◆ **TASK REQUIREMENTS**: Reproduce all entries below verbatim. Skip the pictures.

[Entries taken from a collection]
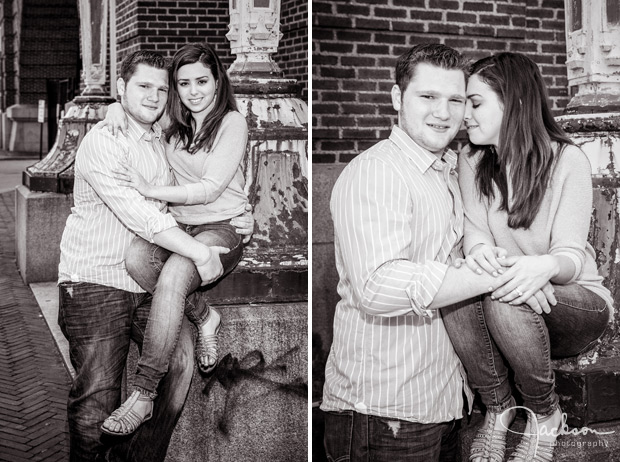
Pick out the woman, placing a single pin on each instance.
(527, 194)
(205, 145)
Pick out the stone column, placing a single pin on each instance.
(589, 385)
(44, 200)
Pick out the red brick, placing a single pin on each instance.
(390, 13)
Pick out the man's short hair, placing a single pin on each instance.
(150, 58)
(432, 53)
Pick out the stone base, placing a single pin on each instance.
(254, 407)
(589, 385)
(39, 222)
(588, 447)
(25, 131)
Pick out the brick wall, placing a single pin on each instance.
(356, 43)
(7, 57)
(49, 46)
(292, 55)
(164, 26)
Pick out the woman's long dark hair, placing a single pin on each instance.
(181, 117)
(526, 133)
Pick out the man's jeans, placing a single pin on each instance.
(171, 278)
(481, 328)
(99, 322)
(355, 437)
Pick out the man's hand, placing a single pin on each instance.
(211, 269)
(115, 119)
(244, 224)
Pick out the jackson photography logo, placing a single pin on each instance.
(563, 430)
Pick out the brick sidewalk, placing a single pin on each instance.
(34, 383)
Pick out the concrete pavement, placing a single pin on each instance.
(34, 383)
(11, 171)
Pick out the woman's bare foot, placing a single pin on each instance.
(206, 342)
(136, 410)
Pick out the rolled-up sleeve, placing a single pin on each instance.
(571, 223)
(372, 211)
(222, 162)
(100, 154)
(476, 224)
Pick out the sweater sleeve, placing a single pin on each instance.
(572, 190)
(476, 226)
(222, 162)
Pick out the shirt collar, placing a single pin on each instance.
(422, 159)
(139, 132)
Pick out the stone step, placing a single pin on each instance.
(595, 443)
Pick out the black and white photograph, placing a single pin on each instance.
(154, 219)
(465, 230)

◆ **SOLUTION TO THIS TASK**:
Pick out the woman, placing a single pin on each instance.
(527, 194)
(205, 145)
Pick out the stone column, placing a single pin on each instance.
(589, 385)
(44, 200)
Pick out the red brick, placing a single pin on each instance.
(390, 13)
Pick out the man's short hair, placing a single pin on each instance.
(150, 58)
(432, 53)
Pick out the stone base, placing a single pin on each instance.
(254, 407)
(589, 385)
(39, 222)
(588, 447)
(25, 131)
Pick out the brick wall, placing a single pin on each instance.
(356, 43)
(7, 57)
(49, 46)
(292, 55)
(164, 26)
Pick out the woman's long dark hair, placing a single pin on each instance.
(181, 117)
(526, 133)
Pick out the man's jeans, placing a single pin on each instance.
(171, 278)
(481, 328)
(99, 322)
(355, 437)
Pick out the man's hand, placing a single pin on each instance.
(211, 269)
(115, 119)
(244, 224)
Pick out the jackson photography logo, placing a single pin on each instance.
(563, 430)
Pick out the brick sidewalk, placing a single pin on each instance.
(34, 383)
Pick out the concrete pavement, placing a single pin on each instance.
(34, 383)
(11, 171)
Pick out the woman's bare foot, placing a single pin on each instance.
(206, 342)
(136, 410)
Pick out the rolled-up sleeve, placing a single pin on each instance.
(571, 223)
(372, 211)
(222, 162)
(100, 154)
(476, 224)
Pick out the sweater sleeve, placing a single pin on each instance.
(572, 190)
(476, 226)
(222, 162)
Pick out the shirt collar, placing a single pin on each instance.
(422, 159)
(139, 132)
Pick out the stone step, placing a single pin on each instance.
(595, 443)
Pick out the black and white photograph, placing a single pin on each instance.
(154, 219)
(465, 230)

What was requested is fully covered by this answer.